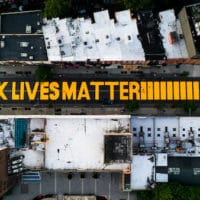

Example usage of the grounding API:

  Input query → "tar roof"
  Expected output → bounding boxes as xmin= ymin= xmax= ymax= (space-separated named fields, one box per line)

xmin=104 ymin=134 xmax=132 ymax=163
xmin=1 ymin=11 xmax=41 ymax=34
xmin=186 ymin=3 xmax=200 ymax=53
xmin=159 ymin=9 xmax=188 ymax=59
xmin=137 ymin=11 xmax=165 ymax=60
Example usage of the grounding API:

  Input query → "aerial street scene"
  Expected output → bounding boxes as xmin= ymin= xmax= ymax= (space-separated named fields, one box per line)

xmin=0 ymin=0 xmax=200 ymax=200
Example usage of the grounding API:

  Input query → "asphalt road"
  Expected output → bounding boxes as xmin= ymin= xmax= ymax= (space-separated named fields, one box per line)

xmin=0 ymin=74 xmax=200 ymax=105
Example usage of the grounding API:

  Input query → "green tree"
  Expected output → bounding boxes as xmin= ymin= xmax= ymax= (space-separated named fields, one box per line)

xmin=125 ymin=101 xmax=139 ymax=112
xmin=43 ymin=0 xmax=71 ymax=19
xmin=124 ymin=0 xmax=154 ymax=12
xmin=35 ymin=65 xmax=53 ymax=82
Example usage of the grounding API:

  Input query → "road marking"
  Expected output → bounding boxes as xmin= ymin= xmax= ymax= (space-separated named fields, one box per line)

xmin=94 ymin=179 xmax=97 ymax=195
xmin=127 ymin=192 xmax=130 ymax=200
xmin=54 ymin=172 xmax=57 ymax=194
xmin=40 ymin=182 xmax=42 ymax=194
xmin=69 ymin=179 xmax=71 ymax=194
xmin=81 ymin=178 xmax=83 ymax=194
xmin=108 ymin=183 xmax=111 ymax=199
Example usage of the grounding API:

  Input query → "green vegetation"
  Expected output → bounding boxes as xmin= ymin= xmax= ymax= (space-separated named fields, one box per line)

xmin=35 ymin=65 xmax=53 ymax=82
xmin=124 ymin=0 xmax=154 ymax=12
xmin=137 ymin=183 xmax=200 ymax=200
xmin=43 ymin=0 xmax=71 ymax=19
xmin=125 ymin=101 xmax=139 ymax=112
########################################
**Instruction:** Print all of the data above verbatim, character for character, but omit the image.

**Finished answer:**
Example usage of the grounding API:

  Input query → "tar roof"
  Expected output → bounding boxes as xmin= ymin= xmax= ymax= (space-separated named fields, one box per line)

xmin=104 ymin=134 xmax=132 ymax=163
xmin=1 ymin=11 xmax=41 ymax=34
xmin=186 ymin=3 xmax=200 ymax=53
xmin=159 ymin=9 xmax=188 ymax=59
xmin=137 ymin=11 xmax=165 ymax=60
Example usage of the grounding API:

  Input query → "aerial street scene"
  Expected output → bounding boxes as xmin= ymin= xmax= ymax= (space-separated named fields, one box per line)

xmin=0 ymin=0 xmax=200 ymax=200
Example usage of the grounding API:

  Input query → "asphalt road"
  Expected output → bounding boxes as xmin= ymin= xmax= ymax= (space-separated named fields, one box per line)

xmin=0 ymin=74 xmax=200 ymax=105
Example usage of the grounding API:

  Input query → "green tree"
  Expected output → bounding boxes as xmin= ymin= xmax= ymax= (space-separated named fields, one box per line)

xmin=125 ymin=101 xmax=139 ymax=112
xmin=43 ymin=0 xmax=71 ymax=19
xmin=124 ymin=0 xmax=154 ymax=12
xmin=35 ymin=65 xmax=53 ymax=82
Example usage of the grounding API:

  Input query → "road marking"
  Expected output → bounding boxes as xmin= ymin= xmax= ymax= (space-separated named fields, one box per line)

xmin=94 ymin=179 xmax=97 ymax=195
xmin=127 ymin=192 xmax=130 ymax=200
xmin=54 ymin=172 xmax=57 ymax=194
xmin=40 ymin=182 xmax=42 ymax=194
xmin=69 ymin=179 xmax=71 ymax=194
xmin=81 ymin=178 xmax=83 ymax=194
xmin=108 ymin=183 xmax=111 ymax=199
Example usage of the grounding API:

  Input query → "green vegetation"
  Expected output → bounding boxes as xmin= ymin= xmax= ymax= (space-separated named fields, one box per line)

xmin=35 ymin=65 xmax=53 ymax=82
xmin=124 ymin=0 xmax=154 ymax=12
xmin=137 ymin=183 xmax=200 ymax=200
xmin=43 ymin=0 xmax=71 ymax=19
xmin=125 ymin=101 xmax=139 ymax=112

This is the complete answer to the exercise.